-- start of Supplied material --
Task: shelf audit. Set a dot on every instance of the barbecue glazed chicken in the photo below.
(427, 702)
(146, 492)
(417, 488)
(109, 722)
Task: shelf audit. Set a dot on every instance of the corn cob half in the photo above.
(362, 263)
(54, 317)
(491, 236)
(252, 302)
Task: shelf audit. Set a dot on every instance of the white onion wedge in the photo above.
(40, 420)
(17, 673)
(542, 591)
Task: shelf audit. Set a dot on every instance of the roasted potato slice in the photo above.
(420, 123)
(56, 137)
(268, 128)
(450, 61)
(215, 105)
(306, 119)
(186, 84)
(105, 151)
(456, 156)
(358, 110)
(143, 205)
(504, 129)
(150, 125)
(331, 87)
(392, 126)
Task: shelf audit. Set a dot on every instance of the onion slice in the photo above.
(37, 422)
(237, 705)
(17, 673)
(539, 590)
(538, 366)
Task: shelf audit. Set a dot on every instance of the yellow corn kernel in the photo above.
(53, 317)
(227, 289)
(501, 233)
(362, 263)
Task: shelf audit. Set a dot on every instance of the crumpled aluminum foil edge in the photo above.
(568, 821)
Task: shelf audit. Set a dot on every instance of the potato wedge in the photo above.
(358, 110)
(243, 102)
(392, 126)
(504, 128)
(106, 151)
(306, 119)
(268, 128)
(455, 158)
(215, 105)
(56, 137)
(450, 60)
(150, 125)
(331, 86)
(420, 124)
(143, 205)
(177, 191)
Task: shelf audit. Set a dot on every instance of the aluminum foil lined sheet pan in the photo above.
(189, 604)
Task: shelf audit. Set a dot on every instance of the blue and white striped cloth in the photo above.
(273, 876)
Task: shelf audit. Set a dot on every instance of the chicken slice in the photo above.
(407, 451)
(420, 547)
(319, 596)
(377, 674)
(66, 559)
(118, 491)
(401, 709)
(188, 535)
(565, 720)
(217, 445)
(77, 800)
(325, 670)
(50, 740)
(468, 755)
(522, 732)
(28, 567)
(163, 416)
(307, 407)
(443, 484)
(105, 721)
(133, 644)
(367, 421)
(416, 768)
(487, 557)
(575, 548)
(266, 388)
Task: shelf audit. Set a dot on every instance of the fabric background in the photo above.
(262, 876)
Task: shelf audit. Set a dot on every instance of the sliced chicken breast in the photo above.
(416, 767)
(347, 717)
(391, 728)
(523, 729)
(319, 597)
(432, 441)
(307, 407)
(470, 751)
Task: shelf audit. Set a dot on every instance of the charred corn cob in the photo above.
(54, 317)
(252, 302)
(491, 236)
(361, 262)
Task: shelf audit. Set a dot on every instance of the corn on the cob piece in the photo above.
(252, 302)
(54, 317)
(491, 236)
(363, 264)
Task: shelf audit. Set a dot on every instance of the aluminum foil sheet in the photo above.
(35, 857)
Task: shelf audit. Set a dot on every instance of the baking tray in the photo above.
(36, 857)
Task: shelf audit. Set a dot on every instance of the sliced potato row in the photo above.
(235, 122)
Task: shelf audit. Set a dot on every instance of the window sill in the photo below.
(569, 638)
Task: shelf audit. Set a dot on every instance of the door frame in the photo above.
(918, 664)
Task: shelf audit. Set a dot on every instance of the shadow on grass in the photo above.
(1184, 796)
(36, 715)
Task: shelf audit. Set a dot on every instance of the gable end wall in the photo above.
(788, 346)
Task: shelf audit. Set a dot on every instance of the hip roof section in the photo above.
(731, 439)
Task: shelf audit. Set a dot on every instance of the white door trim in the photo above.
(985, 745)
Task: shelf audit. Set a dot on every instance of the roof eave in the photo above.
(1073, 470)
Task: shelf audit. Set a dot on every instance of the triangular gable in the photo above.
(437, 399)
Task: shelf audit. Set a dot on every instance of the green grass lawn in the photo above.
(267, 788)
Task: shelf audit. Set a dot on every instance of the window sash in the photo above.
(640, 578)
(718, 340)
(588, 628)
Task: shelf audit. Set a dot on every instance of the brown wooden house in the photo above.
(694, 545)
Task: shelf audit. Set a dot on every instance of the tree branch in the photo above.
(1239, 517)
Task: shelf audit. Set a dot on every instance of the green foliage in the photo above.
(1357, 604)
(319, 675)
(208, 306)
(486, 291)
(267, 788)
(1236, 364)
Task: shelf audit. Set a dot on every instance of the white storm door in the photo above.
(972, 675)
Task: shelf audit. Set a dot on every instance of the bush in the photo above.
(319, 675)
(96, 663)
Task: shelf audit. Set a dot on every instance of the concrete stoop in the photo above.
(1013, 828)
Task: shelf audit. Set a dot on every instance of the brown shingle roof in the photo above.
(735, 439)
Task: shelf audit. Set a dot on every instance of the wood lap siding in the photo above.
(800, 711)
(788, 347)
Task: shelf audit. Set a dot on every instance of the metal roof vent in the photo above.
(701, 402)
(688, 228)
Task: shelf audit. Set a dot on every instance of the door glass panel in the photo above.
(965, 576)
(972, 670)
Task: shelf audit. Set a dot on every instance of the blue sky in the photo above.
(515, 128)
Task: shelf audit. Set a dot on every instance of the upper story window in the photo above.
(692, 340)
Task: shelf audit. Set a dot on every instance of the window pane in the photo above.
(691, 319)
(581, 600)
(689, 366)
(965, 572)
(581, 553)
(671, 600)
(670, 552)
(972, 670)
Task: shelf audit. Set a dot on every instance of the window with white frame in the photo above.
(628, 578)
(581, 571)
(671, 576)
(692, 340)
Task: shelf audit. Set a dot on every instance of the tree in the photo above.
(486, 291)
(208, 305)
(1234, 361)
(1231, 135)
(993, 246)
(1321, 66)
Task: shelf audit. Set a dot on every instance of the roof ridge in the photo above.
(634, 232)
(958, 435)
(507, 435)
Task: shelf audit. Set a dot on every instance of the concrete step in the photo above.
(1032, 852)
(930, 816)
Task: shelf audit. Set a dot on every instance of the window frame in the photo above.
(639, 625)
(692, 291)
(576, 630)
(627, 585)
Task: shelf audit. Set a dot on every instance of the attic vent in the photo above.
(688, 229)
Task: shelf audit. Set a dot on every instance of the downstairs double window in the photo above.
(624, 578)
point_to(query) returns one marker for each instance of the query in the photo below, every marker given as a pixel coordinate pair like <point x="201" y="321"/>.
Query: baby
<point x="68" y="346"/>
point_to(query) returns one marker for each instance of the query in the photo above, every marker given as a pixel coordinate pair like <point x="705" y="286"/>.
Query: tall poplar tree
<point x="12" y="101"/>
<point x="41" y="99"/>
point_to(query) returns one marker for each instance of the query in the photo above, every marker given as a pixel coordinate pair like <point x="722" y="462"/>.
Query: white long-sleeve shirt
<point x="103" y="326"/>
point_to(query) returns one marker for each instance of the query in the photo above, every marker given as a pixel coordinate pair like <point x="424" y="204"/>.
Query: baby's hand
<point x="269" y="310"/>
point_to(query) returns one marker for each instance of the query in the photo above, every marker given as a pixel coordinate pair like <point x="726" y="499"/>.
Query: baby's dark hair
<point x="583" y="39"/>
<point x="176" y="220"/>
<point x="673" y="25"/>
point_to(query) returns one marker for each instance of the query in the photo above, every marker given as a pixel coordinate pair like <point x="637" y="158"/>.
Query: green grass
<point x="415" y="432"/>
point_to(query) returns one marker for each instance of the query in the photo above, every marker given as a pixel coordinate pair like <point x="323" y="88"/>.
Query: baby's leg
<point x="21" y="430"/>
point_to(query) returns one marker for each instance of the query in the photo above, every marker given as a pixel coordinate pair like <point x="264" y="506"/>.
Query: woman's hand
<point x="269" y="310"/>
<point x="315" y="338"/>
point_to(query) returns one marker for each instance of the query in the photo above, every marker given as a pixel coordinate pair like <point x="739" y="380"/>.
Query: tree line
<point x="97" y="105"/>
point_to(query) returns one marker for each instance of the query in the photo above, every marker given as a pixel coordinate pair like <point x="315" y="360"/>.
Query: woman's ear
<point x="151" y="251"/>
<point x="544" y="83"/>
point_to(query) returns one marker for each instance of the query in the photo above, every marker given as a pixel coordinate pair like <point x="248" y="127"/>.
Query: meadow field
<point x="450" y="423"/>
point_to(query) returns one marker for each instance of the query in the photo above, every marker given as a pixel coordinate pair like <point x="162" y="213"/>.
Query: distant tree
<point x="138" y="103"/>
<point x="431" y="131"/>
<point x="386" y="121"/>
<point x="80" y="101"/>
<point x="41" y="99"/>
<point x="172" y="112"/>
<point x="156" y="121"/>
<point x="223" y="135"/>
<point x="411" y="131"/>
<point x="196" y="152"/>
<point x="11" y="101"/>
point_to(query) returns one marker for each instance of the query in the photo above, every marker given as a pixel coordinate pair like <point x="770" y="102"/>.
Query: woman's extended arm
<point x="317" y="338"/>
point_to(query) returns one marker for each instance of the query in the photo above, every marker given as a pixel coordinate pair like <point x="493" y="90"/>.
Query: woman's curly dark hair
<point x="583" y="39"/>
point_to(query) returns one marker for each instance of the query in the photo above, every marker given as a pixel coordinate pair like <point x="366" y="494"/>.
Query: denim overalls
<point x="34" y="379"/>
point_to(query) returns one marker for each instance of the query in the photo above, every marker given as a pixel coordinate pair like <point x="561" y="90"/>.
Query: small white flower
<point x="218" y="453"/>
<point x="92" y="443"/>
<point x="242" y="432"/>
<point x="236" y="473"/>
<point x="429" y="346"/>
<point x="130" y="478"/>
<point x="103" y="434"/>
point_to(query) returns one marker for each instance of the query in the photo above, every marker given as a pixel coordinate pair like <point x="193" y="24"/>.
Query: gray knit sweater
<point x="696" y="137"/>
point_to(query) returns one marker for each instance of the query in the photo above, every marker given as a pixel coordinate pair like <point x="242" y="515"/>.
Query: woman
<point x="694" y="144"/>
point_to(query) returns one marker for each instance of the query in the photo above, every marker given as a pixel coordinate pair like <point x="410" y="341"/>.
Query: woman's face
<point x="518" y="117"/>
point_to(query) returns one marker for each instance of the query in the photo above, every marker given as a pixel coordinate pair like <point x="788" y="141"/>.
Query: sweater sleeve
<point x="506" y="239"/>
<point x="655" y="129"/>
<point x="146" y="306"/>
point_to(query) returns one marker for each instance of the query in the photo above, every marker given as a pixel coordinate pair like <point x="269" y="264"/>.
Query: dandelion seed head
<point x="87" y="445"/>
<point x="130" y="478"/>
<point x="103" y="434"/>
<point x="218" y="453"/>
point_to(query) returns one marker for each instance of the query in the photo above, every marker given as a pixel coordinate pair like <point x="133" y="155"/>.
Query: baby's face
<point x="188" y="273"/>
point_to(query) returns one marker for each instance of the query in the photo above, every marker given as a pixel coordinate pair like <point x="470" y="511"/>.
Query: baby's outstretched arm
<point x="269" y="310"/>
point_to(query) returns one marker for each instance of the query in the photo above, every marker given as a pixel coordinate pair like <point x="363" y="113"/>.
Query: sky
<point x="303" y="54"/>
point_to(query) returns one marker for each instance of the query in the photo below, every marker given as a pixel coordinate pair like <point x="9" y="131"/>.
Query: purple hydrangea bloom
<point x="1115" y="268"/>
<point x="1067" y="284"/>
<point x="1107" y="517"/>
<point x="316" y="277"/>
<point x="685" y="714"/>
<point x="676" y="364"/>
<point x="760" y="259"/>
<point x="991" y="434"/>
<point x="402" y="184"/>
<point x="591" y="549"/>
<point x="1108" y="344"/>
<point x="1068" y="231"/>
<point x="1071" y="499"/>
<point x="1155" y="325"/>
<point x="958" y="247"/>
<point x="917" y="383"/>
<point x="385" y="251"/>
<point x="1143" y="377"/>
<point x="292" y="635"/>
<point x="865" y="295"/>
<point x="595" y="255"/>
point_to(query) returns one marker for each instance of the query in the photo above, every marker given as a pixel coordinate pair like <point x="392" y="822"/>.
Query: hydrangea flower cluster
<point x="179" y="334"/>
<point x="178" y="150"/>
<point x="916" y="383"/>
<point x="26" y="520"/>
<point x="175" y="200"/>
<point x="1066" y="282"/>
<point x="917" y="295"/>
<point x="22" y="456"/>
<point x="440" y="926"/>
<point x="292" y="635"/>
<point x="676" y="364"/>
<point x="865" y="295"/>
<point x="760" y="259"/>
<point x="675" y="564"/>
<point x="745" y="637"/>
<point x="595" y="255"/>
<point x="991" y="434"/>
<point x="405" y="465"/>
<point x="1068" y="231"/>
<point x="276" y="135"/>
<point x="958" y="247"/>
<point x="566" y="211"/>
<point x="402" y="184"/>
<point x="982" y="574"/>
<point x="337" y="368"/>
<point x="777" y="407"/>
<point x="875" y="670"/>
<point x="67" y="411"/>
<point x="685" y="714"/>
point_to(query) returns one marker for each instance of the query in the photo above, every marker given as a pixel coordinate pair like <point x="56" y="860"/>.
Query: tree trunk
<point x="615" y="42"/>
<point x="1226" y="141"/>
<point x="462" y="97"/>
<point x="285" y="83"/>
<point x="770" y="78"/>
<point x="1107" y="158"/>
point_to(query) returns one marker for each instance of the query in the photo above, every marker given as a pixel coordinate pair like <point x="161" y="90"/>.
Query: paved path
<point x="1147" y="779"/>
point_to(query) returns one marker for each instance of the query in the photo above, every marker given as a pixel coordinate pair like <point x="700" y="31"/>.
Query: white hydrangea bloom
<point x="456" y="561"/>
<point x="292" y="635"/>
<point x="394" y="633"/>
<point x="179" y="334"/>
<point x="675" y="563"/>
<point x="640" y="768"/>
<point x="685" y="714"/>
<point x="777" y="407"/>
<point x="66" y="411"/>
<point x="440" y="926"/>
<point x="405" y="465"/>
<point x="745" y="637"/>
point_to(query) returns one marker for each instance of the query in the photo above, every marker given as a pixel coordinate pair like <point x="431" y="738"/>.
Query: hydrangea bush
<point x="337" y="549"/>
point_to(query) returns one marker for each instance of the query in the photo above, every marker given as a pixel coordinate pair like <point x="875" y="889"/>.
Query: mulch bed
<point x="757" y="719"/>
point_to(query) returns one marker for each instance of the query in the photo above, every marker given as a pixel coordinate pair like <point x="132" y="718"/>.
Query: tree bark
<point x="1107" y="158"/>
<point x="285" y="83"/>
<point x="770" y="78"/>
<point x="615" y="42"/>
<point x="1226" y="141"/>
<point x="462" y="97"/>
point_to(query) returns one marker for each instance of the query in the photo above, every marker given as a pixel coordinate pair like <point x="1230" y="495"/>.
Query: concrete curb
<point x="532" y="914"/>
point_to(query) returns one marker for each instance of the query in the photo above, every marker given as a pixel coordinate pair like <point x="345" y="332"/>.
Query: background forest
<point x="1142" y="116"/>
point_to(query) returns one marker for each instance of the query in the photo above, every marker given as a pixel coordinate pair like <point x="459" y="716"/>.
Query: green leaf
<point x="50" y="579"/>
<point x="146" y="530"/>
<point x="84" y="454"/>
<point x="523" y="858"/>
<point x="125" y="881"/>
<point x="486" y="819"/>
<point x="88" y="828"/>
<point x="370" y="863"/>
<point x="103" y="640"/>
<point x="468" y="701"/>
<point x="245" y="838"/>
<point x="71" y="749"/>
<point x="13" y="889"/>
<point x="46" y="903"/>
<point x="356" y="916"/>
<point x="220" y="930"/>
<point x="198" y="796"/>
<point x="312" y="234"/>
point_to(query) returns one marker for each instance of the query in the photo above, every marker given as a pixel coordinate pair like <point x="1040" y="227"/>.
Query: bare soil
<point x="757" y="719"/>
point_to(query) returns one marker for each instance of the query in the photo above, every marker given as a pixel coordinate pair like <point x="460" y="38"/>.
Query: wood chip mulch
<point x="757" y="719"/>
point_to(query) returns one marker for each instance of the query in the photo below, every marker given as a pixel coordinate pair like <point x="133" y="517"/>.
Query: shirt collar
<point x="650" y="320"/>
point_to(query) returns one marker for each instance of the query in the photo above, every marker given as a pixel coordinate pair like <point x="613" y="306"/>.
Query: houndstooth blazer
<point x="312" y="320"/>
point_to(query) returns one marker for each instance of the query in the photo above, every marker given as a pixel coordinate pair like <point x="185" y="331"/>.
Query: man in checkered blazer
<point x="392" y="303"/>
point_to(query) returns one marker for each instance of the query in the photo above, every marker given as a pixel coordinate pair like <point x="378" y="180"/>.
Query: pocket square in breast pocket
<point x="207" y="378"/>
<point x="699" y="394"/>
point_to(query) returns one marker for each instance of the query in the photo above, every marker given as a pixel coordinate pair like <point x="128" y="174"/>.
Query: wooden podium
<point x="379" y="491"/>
-- end of Supplied material --
▸ **Goal of the exercise**:
Reproduce the lines of the records from the one containing "wall in the photo above." through the one containing "(1073, 470)", unchanged.

▸ **Solution to this problem**:
Task: shelf audit. Set a dot on every instance of the gable end wall in the photo above.
(788, 346)
Task: shelf audit. Set a dot on every instance of the hip roof section in the photo above.
(731, 439)
Task: shelf audit. Set a dot on every instance of the white door trim in the photo above.
(985, 745)
Task: shelf audit. Set a dot on every instance of the roof eave in the photo above.
(1073, 470)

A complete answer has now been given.